Segmentation dataset excerpts:
--- Begin ---

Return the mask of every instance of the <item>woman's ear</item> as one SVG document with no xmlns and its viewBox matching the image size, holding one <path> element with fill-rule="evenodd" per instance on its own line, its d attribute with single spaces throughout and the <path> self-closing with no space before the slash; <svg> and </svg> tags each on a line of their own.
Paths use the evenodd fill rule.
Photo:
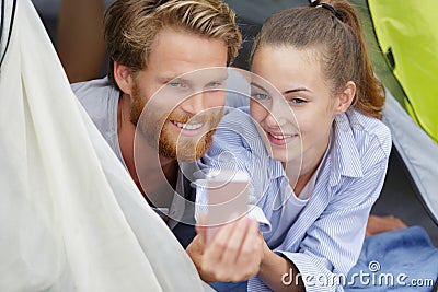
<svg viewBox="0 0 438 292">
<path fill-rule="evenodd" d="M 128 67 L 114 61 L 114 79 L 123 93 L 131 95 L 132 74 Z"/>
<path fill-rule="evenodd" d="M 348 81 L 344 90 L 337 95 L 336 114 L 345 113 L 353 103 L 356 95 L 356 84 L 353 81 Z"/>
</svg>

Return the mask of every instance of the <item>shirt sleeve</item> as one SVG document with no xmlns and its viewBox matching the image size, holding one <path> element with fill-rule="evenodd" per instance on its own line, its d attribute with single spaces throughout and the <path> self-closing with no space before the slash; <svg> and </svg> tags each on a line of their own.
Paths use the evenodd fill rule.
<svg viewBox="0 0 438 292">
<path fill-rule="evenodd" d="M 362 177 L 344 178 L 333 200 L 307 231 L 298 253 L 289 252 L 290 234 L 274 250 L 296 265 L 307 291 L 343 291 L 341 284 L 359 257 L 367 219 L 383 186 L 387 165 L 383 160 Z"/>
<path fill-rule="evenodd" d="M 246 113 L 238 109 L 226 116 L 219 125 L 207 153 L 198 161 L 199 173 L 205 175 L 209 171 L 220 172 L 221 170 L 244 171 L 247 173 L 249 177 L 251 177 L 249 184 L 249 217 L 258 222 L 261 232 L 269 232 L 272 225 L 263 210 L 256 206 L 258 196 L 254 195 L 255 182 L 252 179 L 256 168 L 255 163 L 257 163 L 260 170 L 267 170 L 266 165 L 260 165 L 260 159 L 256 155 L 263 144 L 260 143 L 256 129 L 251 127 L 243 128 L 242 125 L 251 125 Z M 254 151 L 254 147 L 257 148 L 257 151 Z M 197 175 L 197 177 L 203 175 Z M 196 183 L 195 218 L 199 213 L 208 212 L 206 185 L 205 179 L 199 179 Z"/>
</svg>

--- End ---
--- Begin ---

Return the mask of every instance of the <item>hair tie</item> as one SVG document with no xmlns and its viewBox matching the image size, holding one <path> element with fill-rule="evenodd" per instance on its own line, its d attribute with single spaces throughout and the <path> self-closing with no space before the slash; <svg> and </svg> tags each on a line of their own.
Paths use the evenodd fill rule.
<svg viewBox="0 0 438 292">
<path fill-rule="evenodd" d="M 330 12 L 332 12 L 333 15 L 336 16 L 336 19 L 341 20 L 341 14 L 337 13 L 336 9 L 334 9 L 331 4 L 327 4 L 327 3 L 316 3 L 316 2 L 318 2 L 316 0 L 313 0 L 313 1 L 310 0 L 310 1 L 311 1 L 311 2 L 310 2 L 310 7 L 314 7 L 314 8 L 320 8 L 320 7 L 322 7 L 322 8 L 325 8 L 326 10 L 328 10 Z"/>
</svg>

--- End ---
--- Begin ---

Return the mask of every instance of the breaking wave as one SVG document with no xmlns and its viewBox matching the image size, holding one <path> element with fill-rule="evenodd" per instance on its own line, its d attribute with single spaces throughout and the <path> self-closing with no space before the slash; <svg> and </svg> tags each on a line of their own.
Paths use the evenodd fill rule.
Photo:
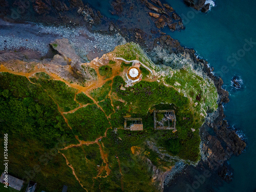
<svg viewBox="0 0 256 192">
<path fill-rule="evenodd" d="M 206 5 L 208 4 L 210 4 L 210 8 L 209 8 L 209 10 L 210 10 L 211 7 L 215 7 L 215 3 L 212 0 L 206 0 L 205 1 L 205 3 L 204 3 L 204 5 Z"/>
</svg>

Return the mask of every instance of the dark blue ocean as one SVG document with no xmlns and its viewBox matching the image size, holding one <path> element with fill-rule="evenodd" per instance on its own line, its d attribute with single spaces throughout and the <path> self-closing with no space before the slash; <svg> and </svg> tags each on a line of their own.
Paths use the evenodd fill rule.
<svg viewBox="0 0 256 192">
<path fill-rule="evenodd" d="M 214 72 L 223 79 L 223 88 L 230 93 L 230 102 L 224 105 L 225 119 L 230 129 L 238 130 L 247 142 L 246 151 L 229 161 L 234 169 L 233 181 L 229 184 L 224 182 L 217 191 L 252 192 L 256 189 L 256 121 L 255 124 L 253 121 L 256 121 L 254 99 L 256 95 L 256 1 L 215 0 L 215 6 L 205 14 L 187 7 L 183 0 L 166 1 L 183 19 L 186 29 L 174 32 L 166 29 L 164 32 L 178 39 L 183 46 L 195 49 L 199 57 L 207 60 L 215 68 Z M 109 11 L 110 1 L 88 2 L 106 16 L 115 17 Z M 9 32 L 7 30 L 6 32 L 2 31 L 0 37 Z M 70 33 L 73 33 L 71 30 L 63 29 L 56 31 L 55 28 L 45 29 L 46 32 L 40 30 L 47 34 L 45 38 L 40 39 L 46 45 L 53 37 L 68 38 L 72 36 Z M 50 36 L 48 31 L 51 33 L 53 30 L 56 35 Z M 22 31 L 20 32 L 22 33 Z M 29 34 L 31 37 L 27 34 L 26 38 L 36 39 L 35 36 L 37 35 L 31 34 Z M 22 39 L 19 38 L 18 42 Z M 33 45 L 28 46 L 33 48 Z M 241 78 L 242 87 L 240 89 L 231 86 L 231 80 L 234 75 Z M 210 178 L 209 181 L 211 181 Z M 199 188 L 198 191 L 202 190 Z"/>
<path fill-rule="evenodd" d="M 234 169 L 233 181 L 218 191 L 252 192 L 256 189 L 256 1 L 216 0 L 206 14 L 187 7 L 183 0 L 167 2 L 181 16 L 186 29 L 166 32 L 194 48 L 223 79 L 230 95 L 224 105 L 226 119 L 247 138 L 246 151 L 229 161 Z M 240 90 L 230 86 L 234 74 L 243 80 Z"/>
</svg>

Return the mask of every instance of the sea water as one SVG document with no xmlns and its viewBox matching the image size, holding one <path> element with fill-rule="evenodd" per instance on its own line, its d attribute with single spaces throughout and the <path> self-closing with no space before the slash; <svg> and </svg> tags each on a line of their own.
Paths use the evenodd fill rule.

--- End ---

YOUR TASK
Extract every line of the records that contains the string "item".

FINISHED TASK
Return the mask of every instance of the <item>woman's ear</item> as one SVG document with no xmlns and its viewBox matching the image size, holding one <path> element with fill-rule="evenodd" per instance on its own line, its d attribute with single spaces throughout and the <path> self-closing with no space before the slash; <svg> and </svg> tags each on a line of their own.
Return the mask of every instance of the <item>shirt sleeve</item> as one SVG document with no xmlns and its viewBox matching the image size, holding one <path> element with fill-rule="evenodd" per instance on its own line, its d attribute with single spaces throughout and the <path> self-closing with no space before the slash; <svg> and </svg> tags each on a line of their own.
Return the mask of every instance of the <item>hair tie</item> as one SVG document with no xmlns and its viewBox matching the image size, holding one <path> element with fill-rule="evenodd" per instance on its own line, its d attribute with single spaces throughout and the <path> self-closing with no space before the slash; <svg> and </svg> tags each on a line of their own.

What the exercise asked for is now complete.